Data items
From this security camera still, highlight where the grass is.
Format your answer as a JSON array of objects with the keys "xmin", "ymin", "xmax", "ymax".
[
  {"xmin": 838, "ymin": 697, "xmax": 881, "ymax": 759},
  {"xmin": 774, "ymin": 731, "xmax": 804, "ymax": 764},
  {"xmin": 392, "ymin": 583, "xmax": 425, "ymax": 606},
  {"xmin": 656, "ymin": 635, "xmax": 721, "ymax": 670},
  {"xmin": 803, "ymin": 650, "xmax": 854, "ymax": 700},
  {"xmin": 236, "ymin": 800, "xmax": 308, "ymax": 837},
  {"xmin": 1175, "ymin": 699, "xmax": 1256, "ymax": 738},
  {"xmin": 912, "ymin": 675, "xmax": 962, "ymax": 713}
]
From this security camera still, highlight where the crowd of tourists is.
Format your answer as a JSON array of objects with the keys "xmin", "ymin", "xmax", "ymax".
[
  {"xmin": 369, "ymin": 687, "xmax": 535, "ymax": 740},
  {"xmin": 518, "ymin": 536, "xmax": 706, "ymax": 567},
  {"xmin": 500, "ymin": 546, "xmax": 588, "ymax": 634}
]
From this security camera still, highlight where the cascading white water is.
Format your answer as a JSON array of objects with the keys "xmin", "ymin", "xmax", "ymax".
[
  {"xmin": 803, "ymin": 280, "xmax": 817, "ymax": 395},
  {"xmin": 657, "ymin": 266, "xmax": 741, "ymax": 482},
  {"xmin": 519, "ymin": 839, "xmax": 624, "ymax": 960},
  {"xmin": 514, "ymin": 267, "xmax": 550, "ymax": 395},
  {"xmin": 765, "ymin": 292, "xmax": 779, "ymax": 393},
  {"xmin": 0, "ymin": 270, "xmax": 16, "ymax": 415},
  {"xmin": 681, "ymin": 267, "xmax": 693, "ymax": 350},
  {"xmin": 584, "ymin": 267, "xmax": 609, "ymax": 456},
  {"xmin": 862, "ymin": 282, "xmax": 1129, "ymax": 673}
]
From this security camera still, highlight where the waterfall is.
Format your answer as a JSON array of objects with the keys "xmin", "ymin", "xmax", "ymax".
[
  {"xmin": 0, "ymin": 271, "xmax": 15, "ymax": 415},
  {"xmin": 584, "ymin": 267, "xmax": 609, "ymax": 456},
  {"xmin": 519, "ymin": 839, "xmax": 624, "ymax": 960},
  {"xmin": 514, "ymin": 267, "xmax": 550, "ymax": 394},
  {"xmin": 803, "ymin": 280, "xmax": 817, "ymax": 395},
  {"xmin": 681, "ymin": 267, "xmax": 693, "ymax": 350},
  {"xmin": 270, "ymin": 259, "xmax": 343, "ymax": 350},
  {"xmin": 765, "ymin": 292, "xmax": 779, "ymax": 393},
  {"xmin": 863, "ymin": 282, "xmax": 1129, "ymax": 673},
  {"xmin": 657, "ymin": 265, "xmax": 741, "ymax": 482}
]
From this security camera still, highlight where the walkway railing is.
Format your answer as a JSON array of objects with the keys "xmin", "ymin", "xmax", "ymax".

### [EXERCISE INSTRUCTIONS]
Only one stretch of the records above is wanted: the lines between the one holding "From this security camera still, highlight where the cascading" and the one holding "From this security camera still, highlight where the waterfall", inclusive, reproduced exactly.

### [SOLUTION TO THE PROBLEM]
From this security camera still, highlight where the cascading white water is.
Format your answer as a JSON array of objects with the keys "xmin", "ymin", "xmax", "ymax".
[
  {"xmin": 803, "ymin": 280, "xmax": 817, "ymax": 395},
  {"xmin": 657, "ymin": 266, "xmax": 741, "ymax": 482},
  {"xmin": 519, "ymin": 839, "xmax": 624, "ymax": 960},
  {"xmin": 514, "ymin": 267, "xmax": 550, "ymax": 395},
  {"xmin": 765, "ymin": 292, "xmax": 779, "ymax": 393},
  {"xmin": 0, "ymin": 270, "xmax": 16, "ymax": 415},
  {"xmin": 681, "ymin": 267, "xmax": 693, "ymax": 350},
  {"xmin": 584, "ymin": 267, "xmax": 609, "ymax": 456},
  {"xmin": 862, "ymin": 282, "xmax": 1129, "ymax": 673}
]
From this security camera still, highlight where the waterfall is.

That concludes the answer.